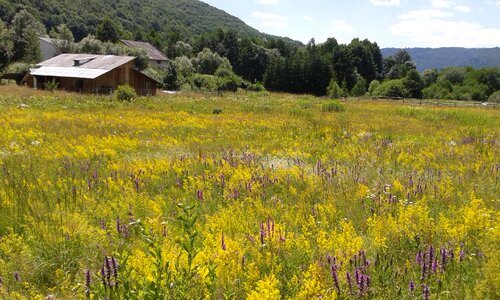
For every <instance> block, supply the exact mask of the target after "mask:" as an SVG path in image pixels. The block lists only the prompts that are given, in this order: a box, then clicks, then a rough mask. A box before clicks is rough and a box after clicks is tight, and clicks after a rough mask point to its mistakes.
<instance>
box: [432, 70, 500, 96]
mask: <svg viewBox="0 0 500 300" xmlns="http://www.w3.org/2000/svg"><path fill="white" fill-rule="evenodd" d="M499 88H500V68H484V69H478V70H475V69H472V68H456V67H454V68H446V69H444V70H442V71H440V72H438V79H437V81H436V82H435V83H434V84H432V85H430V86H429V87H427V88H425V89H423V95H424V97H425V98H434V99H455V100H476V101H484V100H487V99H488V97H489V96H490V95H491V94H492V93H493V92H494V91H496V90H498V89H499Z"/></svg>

* * *

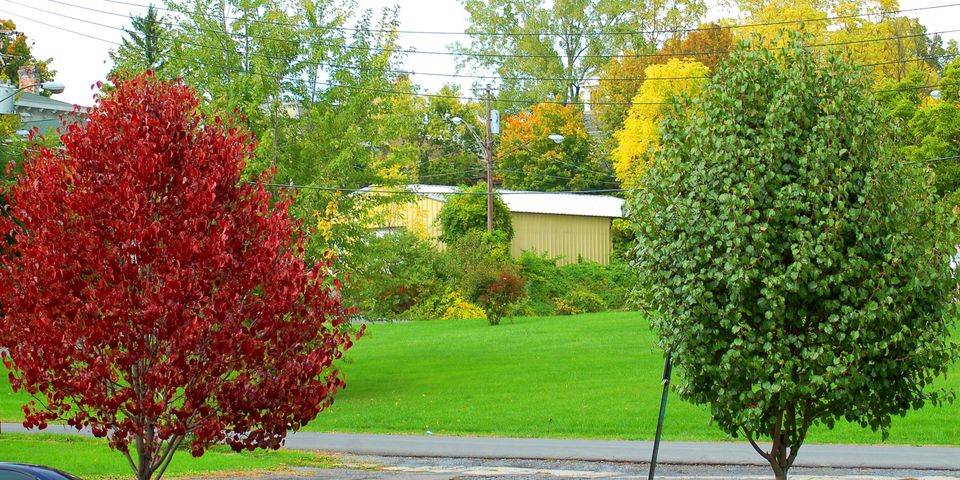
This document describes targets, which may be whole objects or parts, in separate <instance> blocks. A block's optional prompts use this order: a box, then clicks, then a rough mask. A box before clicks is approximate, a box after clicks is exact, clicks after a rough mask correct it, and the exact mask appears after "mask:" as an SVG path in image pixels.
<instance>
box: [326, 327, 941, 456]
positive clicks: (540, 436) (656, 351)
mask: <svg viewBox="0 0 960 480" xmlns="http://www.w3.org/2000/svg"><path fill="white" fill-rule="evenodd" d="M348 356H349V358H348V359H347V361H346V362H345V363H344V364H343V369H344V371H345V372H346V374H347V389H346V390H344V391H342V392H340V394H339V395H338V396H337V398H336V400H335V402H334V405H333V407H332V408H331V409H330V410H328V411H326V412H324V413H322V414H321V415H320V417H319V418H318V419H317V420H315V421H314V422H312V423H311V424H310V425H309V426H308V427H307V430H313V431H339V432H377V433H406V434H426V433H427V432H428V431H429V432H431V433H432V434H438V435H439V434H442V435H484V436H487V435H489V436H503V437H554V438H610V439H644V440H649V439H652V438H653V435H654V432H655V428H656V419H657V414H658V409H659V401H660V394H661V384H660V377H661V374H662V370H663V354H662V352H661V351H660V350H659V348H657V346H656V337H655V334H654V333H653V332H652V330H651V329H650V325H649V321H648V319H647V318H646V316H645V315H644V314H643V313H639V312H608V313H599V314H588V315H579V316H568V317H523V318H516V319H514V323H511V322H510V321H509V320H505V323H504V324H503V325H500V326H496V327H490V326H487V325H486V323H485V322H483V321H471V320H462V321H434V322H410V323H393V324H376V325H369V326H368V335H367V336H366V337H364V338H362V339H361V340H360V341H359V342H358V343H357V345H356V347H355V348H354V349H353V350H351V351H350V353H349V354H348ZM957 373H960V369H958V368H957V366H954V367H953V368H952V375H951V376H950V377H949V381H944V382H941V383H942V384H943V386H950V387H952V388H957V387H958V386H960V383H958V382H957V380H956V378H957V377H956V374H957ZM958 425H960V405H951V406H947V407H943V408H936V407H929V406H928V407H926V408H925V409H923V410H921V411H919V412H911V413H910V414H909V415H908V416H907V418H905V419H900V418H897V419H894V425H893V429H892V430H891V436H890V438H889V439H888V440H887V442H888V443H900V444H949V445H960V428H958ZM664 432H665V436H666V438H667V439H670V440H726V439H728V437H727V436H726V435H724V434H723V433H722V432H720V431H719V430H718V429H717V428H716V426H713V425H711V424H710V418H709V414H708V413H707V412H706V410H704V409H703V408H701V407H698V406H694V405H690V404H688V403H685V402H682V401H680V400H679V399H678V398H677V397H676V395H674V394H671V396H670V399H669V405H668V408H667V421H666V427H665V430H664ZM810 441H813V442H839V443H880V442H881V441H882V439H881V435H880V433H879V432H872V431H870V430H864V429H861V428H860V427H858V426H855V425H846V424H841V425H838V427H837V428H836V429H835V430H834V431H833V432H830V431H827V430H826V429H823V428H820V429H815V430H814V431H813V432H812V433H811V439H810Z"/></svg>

* * *

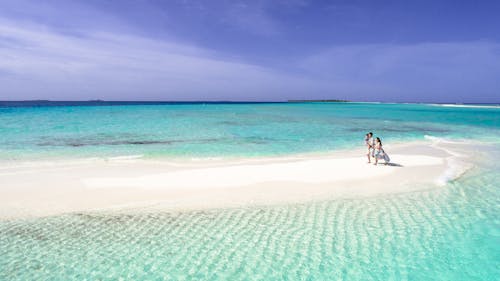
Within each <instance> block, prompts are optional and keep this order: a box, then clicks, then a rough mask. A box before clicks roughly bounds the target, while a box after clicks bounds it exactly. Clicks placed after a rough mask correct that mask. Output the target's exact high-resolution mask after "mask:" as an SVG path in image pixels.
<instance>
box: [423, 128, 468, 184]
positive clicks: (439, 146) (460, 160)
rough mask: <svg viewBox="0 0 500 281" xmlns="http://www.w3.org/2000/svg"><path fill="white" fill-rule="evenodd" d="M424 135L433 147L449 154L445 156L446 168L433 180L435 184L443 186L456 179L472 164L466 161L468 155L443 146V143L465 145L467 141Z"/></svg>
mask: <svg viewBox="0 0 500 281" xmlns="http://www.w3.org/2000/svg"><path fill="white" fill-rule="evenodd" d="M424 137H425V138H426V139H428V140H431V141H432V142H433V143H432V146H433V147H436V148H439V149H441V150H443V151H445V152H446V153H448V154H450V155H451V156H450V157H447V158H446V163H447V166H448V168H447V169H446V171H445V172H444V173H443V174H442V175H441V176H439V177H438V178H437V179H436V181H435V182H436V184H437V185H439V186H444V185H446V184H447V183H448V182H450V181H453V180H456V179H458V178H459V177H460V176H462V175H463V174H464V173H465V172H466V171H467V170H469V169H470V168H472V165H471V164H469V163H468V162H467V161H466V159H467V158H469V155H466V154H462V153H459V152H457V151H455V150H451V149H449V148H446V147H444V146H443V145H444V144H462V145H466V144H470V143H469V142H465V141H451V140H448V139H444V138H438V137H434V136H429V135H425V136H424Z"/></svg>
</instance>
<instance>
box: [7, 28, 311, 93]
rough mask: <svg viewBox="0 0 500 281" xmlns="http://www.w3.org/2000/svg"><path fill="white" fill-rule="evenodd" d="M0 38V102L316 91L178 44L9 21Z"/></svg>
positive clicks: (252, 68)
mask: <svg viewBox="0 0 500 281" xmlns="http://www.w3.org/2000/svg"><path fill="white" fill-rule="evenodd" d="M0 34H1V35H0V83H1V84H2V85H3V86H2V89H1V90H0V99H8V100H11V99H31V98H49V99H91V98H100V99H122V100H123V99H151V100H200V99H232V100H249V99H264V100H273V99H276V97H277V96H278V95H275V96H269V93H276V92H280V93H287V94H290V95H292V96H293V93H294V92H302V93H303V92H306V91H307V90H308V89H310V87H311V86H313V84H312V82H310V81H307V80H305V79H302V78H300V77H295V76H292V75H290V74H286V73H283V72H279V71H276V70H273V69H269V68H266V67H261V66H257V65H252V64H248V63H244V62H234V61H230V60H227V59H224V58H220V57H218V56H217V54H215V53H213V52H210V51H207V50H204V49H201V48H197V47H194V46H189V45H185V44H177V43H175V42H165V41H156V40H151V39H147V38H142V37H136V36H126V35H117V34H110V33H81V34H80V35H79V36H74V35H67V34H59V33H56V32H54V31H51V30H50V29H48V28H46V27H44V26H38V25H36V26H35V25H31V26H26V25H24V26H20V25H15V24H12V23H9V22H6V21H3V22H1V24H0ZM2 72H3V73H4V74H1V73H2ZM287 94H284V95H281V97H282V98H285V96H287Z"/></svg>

**Instructions for the task:** Above are the records; from them, give again exactly the lines from the one containing "box: [7, 28, 311, 93]" through the one containing "38V102L316 91L178 44L9", both included.

**Worked solution:**
box: [7, 28, 311, 93]
rough mask: <svg viewBox="0 0 500 281" xmlns="http://www.w3.org/2000/svg"><path fill="white" fill-rule="evenodd" d="M0 38V102L316 91L178 44L9 21Z"/></svg>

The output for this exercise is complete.